**Persyaratan Tugas 1**
Menurut teks tentang penghasilan suami dan istri, apa saja yang disebut cukup sebagai modal untuk mempromosikan barang dagangan?
**Persyaratan Tugas 2**
Salin tanpa perubahan seluruh bagian teks tentang penghasilan suami dan istri, mulai dari "Soal Penghasilan Suami" terus ke bawah hingga "dan kewajiban suami.".

**Potongan Dokumen**
"""

Soal Penghasilan Suami Lebih Kecil Dari Istri? Ini Penjelasannya Dalam Islam
Sudah jamak diketahui bahwa nafkah merupakan tanggung jawab dan kewajiban suami.
Namun demikian, tidak menutup kemungkinan bagi istri untuk bekerja dengan tujuan membantu ekonomi keluarga, di samping penghasilan suami.
Ada yang menjadi perempuan karir, berbisnis, membuka usaha rumahan, mengisi seminar, jasa les privat, dll.
Apalagi di era yang serba digital ini, banyak sekali pekerjaan yang tidak membutuhkan keluar rumah, atau pergi ke kantor.
Cukup bermodalkan smartphone, akun media sosial, dan foto-foto menarik untuk mempromosikan barang dagangan mulai dari jualan baju, buku, makanan, sampai ke perabotan rumah tangga.
Sebagian dari usaha ini menjadikan istri mandiri, dan tidak jarang menjadikan istri memiliki penghasilan yang lebih besar dari suami. Bagaimanakah jika ini terjadi?
Bagaimana status penghasilan istri tersebut? Apakah istri harus berhenti bekerja sebagai bentuk penghormatan kepada suami sebagai kepala rumah tangga?
Sudah maklum bahwa suami adalah pengayom dan pelindung keluarga.
Disebut juga pemimpin karena kelebihannya dari perempuan, dan kewajibannya dalam menafkahkan hartanya untuk keluarganya sebagaimana tertera dalam surah An-Nisa’; 34.

"""

**Baris Tersimpan**

"""

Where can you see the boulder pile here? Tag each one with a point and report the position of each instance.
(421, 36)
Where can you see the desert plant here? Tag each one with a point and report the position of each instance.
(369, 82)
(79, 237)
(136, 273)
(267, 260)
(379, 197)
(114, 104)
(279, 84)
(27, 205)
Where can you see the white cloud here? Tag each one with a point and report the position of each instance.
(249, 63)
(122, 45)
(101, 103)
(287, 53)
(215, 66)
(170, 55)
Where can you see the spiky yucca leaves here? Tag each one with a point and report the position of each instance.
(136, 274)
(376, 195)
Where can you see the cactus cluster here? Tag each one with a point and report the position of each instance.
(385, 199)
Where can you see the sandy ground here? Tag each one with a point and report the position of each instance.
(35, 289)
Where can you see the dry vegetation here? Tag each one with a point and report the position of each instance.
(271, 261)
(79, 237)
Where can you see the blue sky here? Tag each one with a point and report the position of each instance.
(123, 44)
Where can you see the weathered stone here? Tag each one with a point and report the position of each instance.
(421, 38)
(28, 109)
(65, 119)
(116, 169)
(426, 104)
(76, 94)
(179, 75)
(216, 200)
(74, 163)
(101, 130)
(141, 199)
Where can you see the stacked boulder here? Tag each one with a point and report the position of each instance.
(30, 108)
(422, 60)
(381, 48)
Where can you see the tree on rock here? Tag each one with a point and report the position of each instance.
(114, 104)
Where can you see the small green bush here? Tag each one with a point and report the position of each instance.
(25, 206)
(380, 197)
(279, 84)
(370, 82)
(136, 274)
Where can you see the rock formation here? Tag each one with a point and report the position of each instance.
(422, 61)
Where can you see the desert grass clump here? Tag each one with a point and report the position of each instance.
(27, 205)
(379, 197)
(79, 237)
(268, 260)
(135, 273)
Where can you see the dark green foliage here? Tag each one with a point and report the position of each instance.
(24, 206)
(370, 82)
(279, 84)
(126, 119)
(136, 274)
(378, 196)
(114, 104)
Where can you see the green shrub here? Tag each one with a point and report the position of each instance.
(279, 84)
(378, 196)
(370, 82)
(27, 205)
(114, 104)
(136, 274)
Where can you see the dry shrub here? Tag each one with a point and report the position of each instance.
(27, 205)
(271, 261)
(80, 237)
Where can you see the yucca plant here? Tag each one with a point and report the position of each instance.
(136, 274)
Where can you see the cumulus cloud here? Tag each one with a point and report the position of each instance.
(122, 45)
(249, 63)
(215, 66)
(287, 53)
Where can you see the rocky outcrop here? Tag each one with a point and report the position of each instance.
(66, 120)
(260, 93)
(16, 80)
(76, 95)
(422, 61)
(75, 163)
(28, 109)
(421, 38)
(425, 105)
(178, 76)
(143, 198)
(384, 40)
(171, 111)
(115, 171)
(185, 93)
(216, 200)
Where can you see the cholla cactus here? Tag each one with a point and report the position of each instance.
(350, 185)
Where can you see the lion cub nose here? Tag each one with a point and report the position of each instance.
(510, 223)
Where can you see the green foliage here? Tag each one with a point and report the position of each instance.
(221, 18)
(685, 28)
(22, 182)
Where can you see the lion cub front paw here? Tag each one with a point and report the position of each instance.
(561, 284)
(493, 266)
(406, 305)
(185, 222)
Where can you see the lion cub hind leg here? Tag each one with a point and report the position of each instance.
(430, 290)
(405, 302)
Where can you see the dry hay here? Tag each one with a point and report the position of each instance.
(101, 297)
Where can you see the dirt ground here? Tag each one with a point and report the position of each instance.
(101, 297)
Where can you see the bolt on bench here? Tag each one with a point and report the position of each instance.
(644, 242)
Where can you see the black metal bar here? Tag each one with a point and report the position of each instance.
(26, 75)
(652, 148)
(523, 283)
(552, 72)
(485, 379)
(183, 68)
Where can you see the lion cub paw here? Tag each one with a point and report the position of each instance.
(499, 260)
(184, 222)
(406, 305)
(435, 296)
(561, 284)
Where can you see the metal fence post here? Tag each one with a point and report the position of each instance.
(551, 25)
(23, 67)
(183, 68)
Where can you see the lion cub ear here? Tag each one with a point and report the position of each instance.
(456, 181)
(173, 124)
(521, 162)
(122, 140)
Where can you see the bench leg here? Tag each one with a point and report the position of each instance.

"""

**Jawaban yang Diharapkan 1**
Smartphone, akun media sosial, dan foto-foto menarik.

**Jawaban yang Diharapkan 2**
Soal Penghasilan Suami Lebih Kecil Dari Istri? Ini Penjelasannya Dalam Islam
Sudah jamak diketahui bahwa nafkah merupakan tanggung jawab dan kewajiban suami.